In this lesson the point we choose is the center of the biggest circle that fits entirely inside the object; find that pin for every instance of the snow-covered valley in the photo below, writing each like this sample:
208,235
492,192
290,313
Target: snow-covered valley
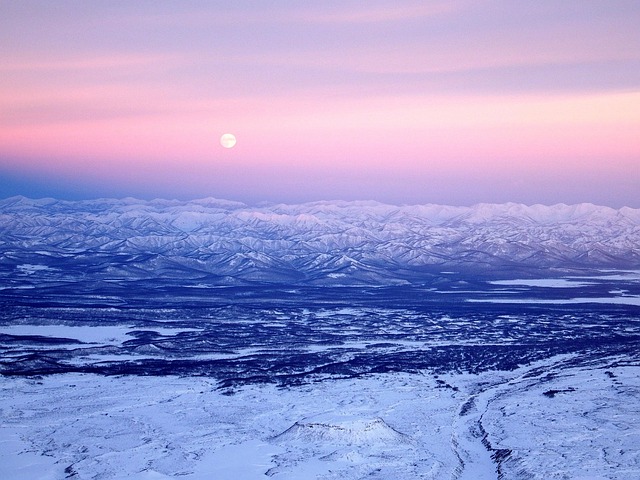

**Problem requirements:**
Reproduce the entire listing above line for line, leaving out the picture.

**Final answer:**
In this lesson the point we choose is the center of the biggest circle that fits entirely inside the object; find that pin for every instance of the snow-covered valley in the photo below, writing each like this sample:
208,235
492,192
290,313
Target: snow-covered valley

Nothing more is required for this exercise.